Fragmento de página -
Cocina de principios
Entre las pocas verdades culinarias está el pescado hervido, casi sin nada más, con poca compañía y escasos condimentos
Entre las pocas verdades culinarias, en la cocina de principios y la sencillez, está —probablemente— el pescado hervido. Un ejercicio de simplicidad. Aparece en el plato casi sin nada más tras cocer —poco— apenas con compañía y muy escasos condimentos.
Las sabrosas carnes blancas —sin ser humilladas en un largo burbujeo de furia— apenas se transforman y retienen la fuerza de su distinción. Expresan un rumor con la nostalgia del mar y las sutilezas melosas de las gelatinas y otras texturas que confitan.

Trabajo requerido - Enumera todos los incisos que el texto sobre el pescado hervido encierra entre rayas. El material que viene a continuación es independiente del texto sobre el pescado hervido.

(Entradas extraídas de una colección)
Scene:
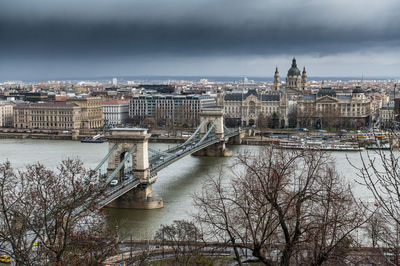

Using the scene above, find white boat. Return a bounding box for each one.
[279,140,364,151]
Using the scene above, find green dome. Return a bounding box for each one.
[288,58,300,76]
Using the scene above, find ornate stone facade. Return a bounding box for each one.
[67,97,104,133]
[224,89,288,127]
[14,102,81,131]
[297,88,371,128]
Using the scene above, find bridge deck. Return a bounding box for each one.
[100,131,239,207]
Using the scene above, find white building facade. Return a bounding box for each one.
[0,102,14,127]
[103,100,129,127]
[224,89,288,127]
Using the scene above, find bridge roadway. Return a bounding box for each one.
[99,130,239,207]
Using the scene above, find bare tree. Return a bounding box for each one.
[195,147,363,265]
[350,147,400,265]
[0,159,117,265]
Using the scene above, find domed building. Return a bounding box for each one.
[274,58,307,94]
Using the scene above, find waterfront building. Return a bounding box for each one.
[129,94,216,126]
[297,87,371,128]
[0,101,14,127]
[223,89,288,127]
[14,102,81,131]
[103,100,129,127]
[67,97,104,133]
[380,101,394,128]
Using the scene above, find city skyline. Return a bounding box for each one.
[0,0,400,80]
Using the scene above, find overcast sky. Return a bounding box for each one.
[0,0,400,80]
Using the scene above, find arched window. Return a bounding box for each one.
[249,101,256,114]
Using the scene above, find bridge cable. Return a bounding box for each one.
[196,120,217,147]
[94,144,118,172]
[106,145,136,184]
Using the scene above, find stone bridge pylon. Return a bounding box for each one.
[193,108,232,157]
[107,128,163,209]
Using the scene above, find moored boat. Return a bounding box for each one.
[279,140,364,151]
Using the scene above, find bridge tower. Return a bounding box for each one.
[193,108,232,157]
[107,128,163,209]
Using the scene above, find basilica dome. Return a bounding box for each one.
[288,58,300,76]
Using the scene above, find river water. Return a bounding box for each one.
[0,139,370,239]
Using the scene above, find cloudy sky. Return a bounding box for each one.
[0,0,400,80]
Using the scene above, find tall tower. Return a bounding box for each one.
[301,67,307,91]
[274,67,281,91]
[286,58,301,90]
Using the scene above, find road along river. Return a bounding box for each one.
[0,139,370,239]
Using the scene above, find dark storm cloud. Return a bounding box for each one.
[0,0,400,56]
[0,0,400,79]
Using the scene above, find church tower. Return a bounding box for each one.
[301,67,307,91]
[274,67,281,91]
[286,58,302,90]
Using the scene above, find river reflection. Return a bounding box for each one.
[0,139,376,239]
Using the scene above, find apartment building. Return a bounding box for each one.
[103,100,129,127]
[297,87,372,128]
[129,94,216,126]
[223,89,288,127]
[67,97,104,133]
[0,101,14,127]
[14,102,81,131]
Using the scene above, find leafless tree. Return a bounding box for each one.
[0,159,117,265]
[195,147,363,265]
[350,147,400,265]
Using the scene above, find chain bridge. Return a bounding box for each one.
[94,108,241,209]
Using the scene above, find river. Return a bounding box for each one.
[0,139,370,239]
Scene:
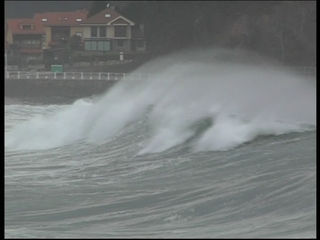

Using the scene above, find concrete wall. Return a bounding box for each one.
[70,27,83,37]
[5,79,118,99]
[6,28,13,44]
[43,27,51,49]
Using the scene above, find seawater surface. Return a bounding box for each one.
[5,51,316,238]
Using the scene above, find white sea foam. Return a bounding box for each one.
[5,47,316,151]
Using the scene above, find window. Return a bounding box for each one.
[91,27,98,37]
[117,40,124,47]
[21,24,32,30]
[114,26,127,37]
[91,41,97,51]
[98,41,103,51]
[84,41,91,51]
[84,41,110,51]
[99,27,107,37]
[137,40,144,48]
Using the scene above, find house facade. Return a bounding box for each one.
[5,19,45,61]
[81,8,146,52]
[5,8,146,66]
[34,10,88,49]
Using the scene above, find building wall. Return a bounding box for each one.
[70,27,83,37]
[83,25,131,39]
[110,25,131,39]
[83,26,91,38]
[43,27,51,49]
[6,28,13,44]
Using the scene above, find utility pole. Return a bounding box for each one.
[4,50,8,73]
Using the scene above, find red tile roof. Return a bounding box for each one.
[34,10,88,26]
[82,8,132,24]
[20,48,43,53]
[7,19,45,34]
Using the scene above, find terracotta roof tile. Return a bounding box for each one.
[20,48,43,53]
[34,11,88,26]
[7,19,45,34]
[82,8,131,24]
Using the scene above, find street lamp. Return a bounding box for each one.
[4,50,8,72]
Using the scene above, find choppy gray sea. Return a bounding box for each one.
[5,49,316,238]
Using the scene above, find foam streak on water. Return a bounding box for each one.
[5,49,316,238]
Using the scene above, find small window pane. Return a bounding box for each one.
[104,41,110,51]
[91,41,97,51]
[114,26,127,37]
[91,27,98,37]
[99,27,107,37]
[84,41,91,51]
[98,41,103,51]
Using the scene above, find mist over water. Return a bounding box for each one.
[5,49,316,239]
[5,49,316,151]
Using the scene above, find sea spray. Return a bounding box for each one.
[5,49,316,151]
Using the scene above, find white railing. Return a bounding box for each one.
[5,67,317,81]
[5,71,151,81]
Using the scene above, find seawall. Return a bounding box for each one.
[5,78,118,98]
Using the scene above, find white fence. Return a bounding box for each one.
[5,67,317,81]
[5,71,151,81]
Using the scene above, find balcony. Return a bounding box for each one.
[20,43,41,49]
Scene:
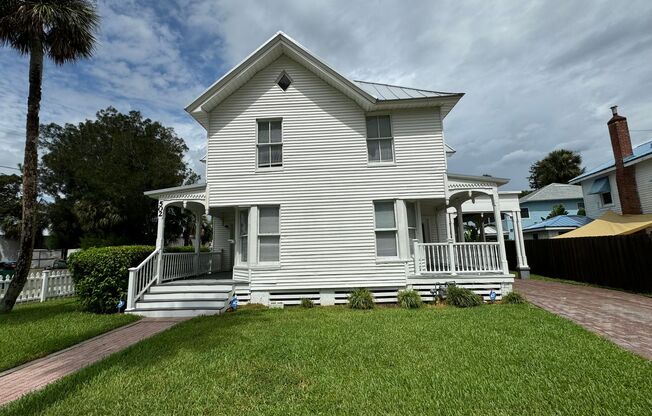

Ejercicio resuelto -
probablemente
poco
sin ser humilladas en un largo burbujeo de furia